Dataset rows on where objects appear
*-*-*

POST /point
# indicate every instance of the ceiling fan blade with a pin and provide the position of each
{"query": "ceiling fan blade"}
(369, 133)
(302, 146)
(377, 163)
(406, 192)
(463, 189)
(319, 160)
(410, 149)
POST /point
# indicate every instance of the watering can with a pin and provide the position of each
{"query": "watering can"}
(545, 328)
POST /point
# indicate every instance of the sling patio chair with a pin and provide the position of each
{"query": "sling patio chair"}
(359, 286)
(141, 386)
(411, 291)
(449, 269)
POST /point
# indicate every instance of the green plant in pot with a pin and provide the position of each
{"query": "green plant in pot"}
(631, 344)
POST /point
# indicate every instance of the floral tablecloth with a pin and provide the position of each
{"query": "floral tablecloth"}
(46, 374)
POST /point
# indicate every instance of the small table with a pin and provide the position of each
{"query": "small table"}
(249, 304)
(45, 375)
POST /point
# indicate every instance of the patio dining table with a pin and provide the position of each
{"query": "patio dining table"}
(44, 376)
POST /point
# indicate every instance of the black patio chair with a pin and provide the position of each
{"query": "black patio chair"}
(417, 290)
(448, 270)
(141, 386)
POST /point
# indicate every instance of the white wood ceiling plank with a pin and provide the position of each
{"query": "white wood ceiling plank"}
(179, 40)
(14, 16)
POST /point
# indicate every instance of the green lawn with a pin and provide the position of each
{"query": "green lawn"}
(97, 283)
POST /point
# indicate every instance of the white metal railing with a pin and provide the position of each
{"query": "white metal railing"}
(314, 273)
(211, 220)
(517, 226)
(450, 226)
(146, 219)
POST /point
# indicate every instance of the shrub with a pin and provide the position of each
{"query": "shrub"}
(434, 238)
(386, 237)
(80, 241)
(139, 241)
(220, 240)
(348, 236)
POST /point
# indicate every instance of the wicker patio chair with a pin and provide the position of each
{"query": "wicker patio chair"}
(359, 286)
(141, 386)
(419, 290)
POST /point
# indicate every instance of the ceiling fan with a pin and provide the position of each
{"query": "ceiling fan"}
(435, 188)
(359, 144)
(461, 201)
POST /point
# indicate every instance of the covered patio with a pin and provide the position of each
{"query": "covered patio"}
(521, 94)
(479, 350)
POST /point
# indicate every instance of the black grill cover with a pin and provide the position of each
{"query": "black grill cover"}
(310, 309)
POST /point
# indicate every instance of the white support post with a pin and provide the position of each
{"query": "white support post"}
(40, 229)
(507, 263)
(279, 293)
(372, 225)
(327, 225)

*-*-*

Extract all the entries word for word.

■ **The completed task**:
POST /point
# indicate every instance of the ceiling fan blade with a pin and provide the position of each
{"query": "ceiling fan blade"}
(369, 133)
(302, 146)
(377, 163)
(406, 192)
(463, 189)
(319, 160)
(410, 149)
POST /point
# indicate every instance of the watering can with a pin and provide the position of each
{"query": "watering can"}
(545, 328)
POST /point
# indicate every instance of the sling patio chair with a pin and provide the position of each
{"query": "sling patio chair"}
(359, 286)
(141, 386)
(411, 291)
(449, 269)
POST /point
# indicate every instance of the green plant in pot with a pin and provide the position of each
{"query": "green plant in pot"}
(631, 344)
POST /point
# indicate every instance of the floral tablecloth with a pin and provide the position of each
{"query": "floral tablecloth"}
(46, 374)
POST /point
# indicate every instance of the small table with a pin and provide the position of each
{"query": "small table"}
(249, 304)
(45, 375)
POST /point
# indicate every instance of the patio dining table with a pin and provide the position of each
{"query": "patio dining table"}
(44, 376)
POST /point
# indicate every instance of the black patio chair with a pin and provide the position of each
{"query": "black patio chair"}
(417, 290)
(448, 270)
(141, 386)
POST /point
# indicate every instance of the white wood ceiling plank with a pin and provide the position of each
{"query": "white wood ceiling plank"}
(179, 40)
(14, 16)
POST /point
# indicate every instance of the green lawn with a pin and provide the position of each
{"query": "green lawn"}
(97, 283)
POST /point
# indicate every instance of the white metal railing with a pin and provide the position of each
{"query": "white metal railing"}
(314, 273)
(211, 220)
(517, 226)
(450, 226)
(146, 219)
POST /point
# indicate every instance of the shrub with a pin and provide the position of each
{"query": "shrub"}
(434, 238)
(386, 237)
(80, 241)
(139, 241)
(220, 240)
(348, 236)
POST /point
# indicate every instance of the wicker patio chair with a pin and provide the position of each
{"query": "wicker patio chair"}
(359, 286)
(141, 386)
(419, 290)
POST /point
# indicate every instance of the ceiling fan with a pin and provide the position of each
{"query": "ceiling fan"}
(435, 188)
(359, 144)
(461, 201)
POST /point
# indicate every instance of the covered patio with a pin and provide the position of each
{"query": "covered patio"}
(521, 94)
(479, 350)
POST /point
# indicate every instance of the black grill cover with a pin and provide the position of each
{"query": "black grill cover"}
(310, 309)
POST /point
# indicate every instance of the white support post with a pin and provide the position of each
{"query": "white support post"}
(40, 229)
(507, 263)
(279, 293)
(372, 225)
(327, 225)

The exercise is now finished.